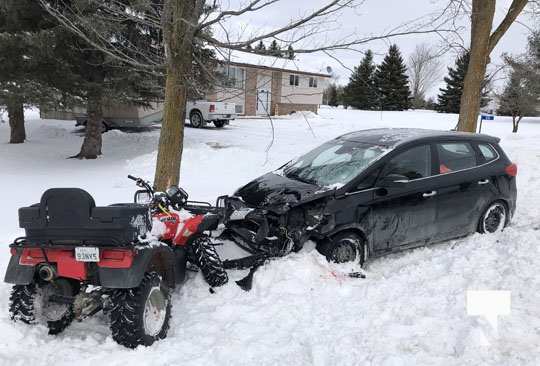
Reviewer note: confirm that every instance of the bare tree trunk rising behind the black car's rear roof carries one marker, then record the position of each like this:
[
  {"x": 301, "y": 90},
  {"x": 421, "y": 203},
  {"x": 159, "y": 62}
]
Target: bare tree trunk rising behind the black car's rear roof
[{"x": 481, "y": 23}]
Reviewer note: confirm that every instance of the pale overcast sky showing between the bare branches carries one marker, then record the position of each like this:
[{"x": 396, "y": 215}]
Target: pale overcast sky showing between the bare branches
[{"x": 370, "y": 18}]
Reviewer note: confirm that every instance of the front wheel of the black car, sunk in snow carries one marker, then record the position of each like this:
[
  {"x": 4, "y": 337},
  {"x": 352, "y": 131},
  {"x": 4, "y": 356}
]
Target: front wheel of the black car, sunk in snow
[{"x": 344, "y": 248}]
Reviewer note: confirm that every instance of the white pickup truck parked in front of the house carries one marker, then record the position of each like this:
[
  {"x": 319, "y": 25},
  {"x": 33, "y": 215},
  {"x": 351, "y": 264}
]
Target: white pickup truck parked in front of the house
[{"x": 202, "y": 112}]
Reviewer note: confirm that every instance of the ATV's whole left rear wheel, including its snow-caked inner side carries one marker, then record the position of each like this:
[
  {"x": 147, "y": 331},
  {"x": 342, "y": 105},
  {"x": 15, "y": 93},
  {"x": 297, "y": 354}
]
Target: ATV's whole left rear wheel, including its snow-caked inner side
[{"x": 31, "y": 304}]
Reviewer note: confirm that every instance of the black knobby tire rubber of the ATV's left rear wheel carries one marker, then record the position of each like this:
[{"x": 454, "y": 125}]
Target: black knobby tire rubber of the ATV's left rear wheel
[{"x": 24, "y": 307}]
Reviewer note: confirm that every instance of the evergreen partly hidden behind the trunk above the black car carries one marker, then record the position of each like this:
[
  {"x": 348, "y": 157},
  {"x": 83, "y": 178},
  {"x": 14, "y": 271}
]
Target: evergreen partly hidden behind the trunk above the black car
[{"x": 449, "y": 99}]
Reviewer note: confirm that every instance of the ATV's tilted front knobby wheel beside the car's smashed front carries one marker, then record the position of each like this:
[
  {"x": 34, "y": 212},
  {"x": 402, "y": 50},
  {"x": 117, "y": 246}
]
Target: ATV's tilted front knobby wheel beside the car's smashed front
[{"x": 204, "y": 255}]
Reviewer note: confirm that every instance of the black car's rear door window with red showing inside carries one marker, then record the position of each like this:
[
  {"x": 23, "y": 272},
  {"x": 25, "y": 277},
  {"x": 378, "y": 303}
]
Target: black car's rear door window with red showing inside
[{"x": 454, "y": 156}]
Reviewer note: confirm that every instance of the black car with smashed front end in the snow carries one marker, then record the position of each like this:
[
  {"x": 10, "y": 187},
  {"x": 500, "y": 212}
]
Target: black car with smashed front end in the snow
[{"x": 370, "y": 192}]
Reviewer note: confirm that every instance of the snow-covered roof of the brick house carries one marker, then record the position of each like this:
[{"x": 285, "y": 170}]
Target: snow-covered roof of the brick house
[{"x": 300, "y": 64}]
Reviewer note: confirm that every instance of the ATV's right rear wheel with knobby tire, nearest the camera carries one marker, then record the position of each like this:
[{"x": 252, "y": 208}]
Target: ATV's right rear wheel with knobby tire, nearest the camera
[{"x": 141, "y": 315}]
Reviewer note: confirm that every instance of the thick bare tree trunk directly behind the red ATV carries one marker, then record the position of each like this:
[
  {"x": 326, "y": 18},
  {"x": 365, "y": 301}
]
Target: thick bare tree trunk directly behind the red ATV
[{"x": 179, "y": 20}]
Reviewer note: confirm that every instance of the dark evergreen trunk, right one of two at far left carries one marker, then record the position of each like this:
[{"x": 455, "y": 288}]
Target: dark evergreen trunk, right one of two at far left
[{"x": 91, "y": 147}]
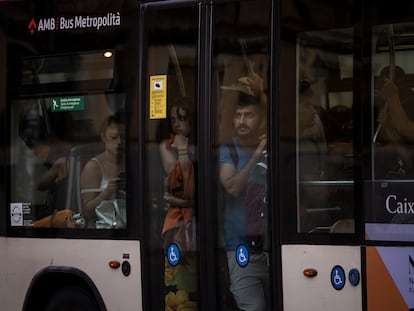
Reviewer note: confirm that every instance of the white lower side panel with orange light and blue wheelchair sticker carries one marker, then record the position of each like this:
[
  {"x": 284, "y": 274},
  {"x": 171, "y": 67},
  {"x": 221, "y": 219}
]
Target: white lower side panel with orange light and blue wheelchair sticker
[{"x": 318, "y": 293}]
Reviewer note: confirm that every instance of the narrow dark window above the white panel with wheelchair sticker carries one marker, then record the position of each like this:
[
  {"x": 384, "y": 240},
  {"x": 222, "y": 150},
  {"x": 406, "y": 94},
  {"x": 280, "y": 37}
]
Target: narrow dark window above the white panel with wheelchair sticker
[{"x": 325, "y": 132}]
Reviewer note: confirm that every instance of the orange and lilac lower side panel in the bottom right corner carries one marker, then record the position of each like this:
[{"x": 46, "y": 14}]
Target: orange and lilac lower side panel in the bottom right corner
[{"x": 390, "y": 278}]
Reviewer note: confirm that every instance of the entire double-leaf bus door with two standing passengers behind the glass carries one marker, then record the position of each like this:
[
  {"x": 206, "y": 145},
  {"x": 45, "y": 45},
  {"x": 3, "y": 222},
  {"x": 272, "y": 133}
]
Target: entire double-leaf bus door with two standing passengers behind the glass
[{"x": 206, "y": 113}]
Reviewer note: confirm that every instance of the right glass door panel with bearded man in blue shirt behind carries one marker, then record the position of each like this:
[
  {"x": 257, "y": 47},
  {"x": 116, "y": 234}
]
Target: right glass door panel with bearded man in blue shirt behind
[{"x": 241, "y": 77}]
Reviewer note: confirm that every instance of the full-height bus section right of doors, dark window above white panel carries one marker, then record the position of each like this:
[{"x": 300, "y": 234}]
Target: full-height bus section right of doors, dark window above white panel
[{"x": 318, "y": 175}]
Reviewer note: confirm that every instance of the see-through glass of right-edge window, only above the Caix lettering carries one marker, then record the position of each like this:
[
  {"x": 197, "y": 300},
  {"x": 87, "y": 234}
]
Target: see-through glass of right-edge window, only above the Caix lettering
[{"x": 392, "y": 77}]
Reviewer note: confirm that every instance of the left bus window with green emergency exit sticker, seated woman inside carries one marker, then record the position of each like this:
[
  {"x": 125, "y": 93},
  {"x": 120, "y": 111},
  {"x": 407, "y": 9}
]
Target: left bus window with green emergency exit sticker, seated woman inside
[{"x": 53, "y": 141}]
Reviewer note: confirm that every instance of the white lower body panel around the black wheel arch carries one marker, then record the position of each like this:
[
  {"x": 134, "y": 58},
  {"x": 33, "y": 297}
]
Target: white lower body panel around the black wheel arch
[{"x": 24, "y": 258}]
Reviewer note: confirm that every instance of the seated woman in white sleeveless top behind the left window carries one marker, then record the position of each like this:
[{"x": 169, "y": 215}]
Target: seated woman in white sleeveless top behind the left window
[{"x": 102, "y": 179}]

####

Exercise brief -> Every record above must be repeated exactly, with the pictures dropped.

Written answer ->
Reviewer note: confirm that every instance of the bare tree trunk rising behind the black car's rear roof carries one marker, then record the position of each like this:
[
  {"x": 301, "y": 90},
  {"x": 421, "y": 203},
  {"x": 159, "y": 62}
]
Target: bare tree trunk rising behind the black car's rear roof
[{"x": 481, "y": 23}]
Reviewer note: confirm that every instance of the pale overcast sky showing between the bare branches carries one marker, then record the position of each like this:
[{"x": 396, "y": 215}]
Target: pale overcast sky showing between the bare branches
[{"x": 370, "y": 18}]
Reviewer note: confirm that every instance of the front wheel of the black car, sunk in snow carries one marker, then record the position of each like this:
[
  {"x": 4, "y": 337},
  {"x": 352, "y": 131},
  {"x": 4, "y": 356}
]
Target: front wheel of the black car, sunk in snow
[{"x": 344, "y": 248}]
Reviewer note: confirm that every instance of the white pickup truck parked in front of the house carries one marker, then record the position of each like this:
[
  {"x": 319, "y": 25},
  {"x": 33, "y": 215},
  {"x": 351, "y": 264}
]
Target: white pickup truck parked in front of the house
[{"x": 202, "y": 112}]
Reviewer note: confirm that every instance of the ATV's whole left rear wheel, including its snow-caked inner side carries one marker, then record the position of each like this:
[
  {"x": 147, "y": 331},
  {"x": 342, "y": 105},
  {"x": 15, "y": 93},
  {"x": 297, "y": 354}
]
Target: ATV's whole left rear wheel, including its snow-caked inner side
[{"x": 31, "y": 304}]
Reviewer note: confirm that every instance of the black knobby tire rubber of the ATV's left rear wheel carries one marker, then record the position of each like this:
[{"x": 454, "y": 125}]
Target: black knobby tire rubber of the ATV's left rear wheel
[{"x": 24, "y": 307}]
Reviewer note: confirm that every instance of the evergreen partly hidden behind the trunk above the black car carries one marker, then record the position of each like this:
[
  {"x": 348, "y": 157},
  {"x": 83, "y": 178},
  {"x": 14, "y": 271}
]
Target: evergreen partly hidden behind the trunk above the black car
[{"x": 449, "y": 99}]
Reviewer note: confirm that every instance of the ATV's tilted front knobby wheel beside the car's smashed front carries one marker, then record the position of each like this:
[
  {"x": 34, "y": 212},
  {"x": 402, "y": 50},
  {"x": 117, "y": 246}
]
Target: ATV's tilted front knobby wheel beside the car's smashed front
[{"x": 204, "y": 255}]
Reviewer note: confirm that every instance of the black car's rear door window with red showing inside carries one marker, then record the position of each like this:
[
  {"x": 23, "y": 272},
  {"x": 25, "y": 277},
  {"x": 378, "y": 303}
]
Target: black car's rear door window with red showing inside
[{"x": 454, "y": 156}]
Reviewer note: confirm that every instance of the black car with smashed front end in the snow carries one marker, then record the position of each like this:
[
  {"x": 10, "y": 187},
  {"x": 500, "y": 212}
]
Target: black car with smashed front end in the snow
[{"x": 370, "y": 192}]
Reviewer note: confirm that every instance of the snow-covered roof of the brick house carries one marker, then record the position of each like this:
[{"x": 285, "y": 170}]
Target: snow-covered roof of the brick house
[{"x": 300, "y": 64}]
Reviewer note: confirm that every instance of the ATV's right rear wheel with knobby tire, nearest the camera carries one marker, then record the position of each like this:
[{"x": 252, "y": 208}]
Target: ATV's right rear wheel with knobby tire, nearest the camera
[{"x": 141, "y": 315}]
Reviewer note: confirm that every instance of the thick bare tree trunk directly behind the red ATV carries one marker, then record the position of each like this:
[
  {"x": 326, "y": 18},
  {"x": 365, "y": 301}
]
Target: thick bare tree trunk directly behind the red ATV
[{"x": 179, "y": 20}]
Reviewer note: confirm that every instance of the dark evergreen trunk, right one of two at far left carries one marker, then record the position of each like this:
[{"x": 455, "y": 288}]
Target: dark evergreen trunk, right one of two at far left
[{"x": 91, "y": 147}]
Reviewer note: confirm that every instance of the white lower side panel with orange light and blue wheelchair sticker carries one marker, then record the position of each like this:
[
  {"x": 284, "y": 274},
  {"x": 171, "y": 67},
  {"x": 221, "y": 219}
]
Target: white lower side panel with orange light and blue wheelchair sticker
[{"x": 318, "y": 293}]
Reviewer note: confirm that every instance of the narrow dark window above the white panel with wheelchair sticker carries one marker, then record the position of each like this:
[
  {"x": 384, "y": 240},
  {"x": 222, "y": 150},
  {"x": 406, "y": 94},
  {"x": 280, "y": 37}
]
Target: narrow dark window above the white panel with wheelchair sticker
[{"x": 325, "y": 132}]
Reviewer note: confirm that every instance of the orange and lilac lower side panel in the bottom right corner carries one marker, then record the position of each like this:
[{"x": 46, "y": 14}]
Target: orange and lilac lower side panel in the bottom right corner
[{"x": 390, "y": 278}]
Reviewer note: confirm that every instance of the entire double-leaf bus door with two standing passengers behind the glass carries one marker, then record the position of each like this:
[
  {"x": 206, "y": 145},
  {"x": 45, "y": 45},
  {"x": 3, "y": 222},
  {"x": 272, "y": 133}
]
Target: entire double-leaf bus door with two standing passengers behind the glass
[{"x": 206, "y": 113}]
Reviewer note: confirm that every instance of the right glass door panel with bearded man in blue shirt behind carries one marker, then record the position of each like this:
[
  {"x": 257, "y": 47},
  {"x": 116, "y": 234}
]
Target: right glass door panel with bearded man in blue shirt behind
[{"x": 241, "y": 77}]
Reviewer note: confirm that every instance of the full-height bus section right of doors, dark window above white panel carries one marker, then record the position of each like this:
[{"x": 300, "y": 234}]
Target: full-height bus section right of doors, dark window above white panel
[{"x": 318, "y": 175}]
Reviewer note: confirm that every instance of the see-through glass of right-edge window, only above the Caix lettering carries one marker, then record the position of each like this:
[
  {"x": 197, "y": 300},
  {"x": 87, "y": 234}
]
Target: see-through glass of right-edge window, only above the Caix lettering
[{"x": 392, "y": 77}]
Reviewer note: confirm that every instance of the left bus window with green emergency exit sticker, seated woman inside carries one marker, then record the position of each like this:
[
  {"x": 125, "y": 93},
  {"x": 120, "y": 111},
  {"x": 407, "y": 9}
]
Target: left bus window with green emergency exit sticker, seated woman inside
[{"x": 53, "y": 141}]
Reviewer note: confirm that every instance of the white lower body panel around the black wheel arch carries one marker, then record the position of each like this:
[
  {"x": 134, "y": 58},
  {"x": 33, "y": 297}
]
Target: white lower body panel around the black wheel arch
[{"x": 24, "y": 258}]
Reviewer note: confirm that every instance of the seated woman in white sleeveless top behind the left window carries one marker, then record the position of each like this:
[{"x": 169, "y": 215}]
Target: seated woman in white sleeveless top behind the left window
[{"x": 102, "y": 179}]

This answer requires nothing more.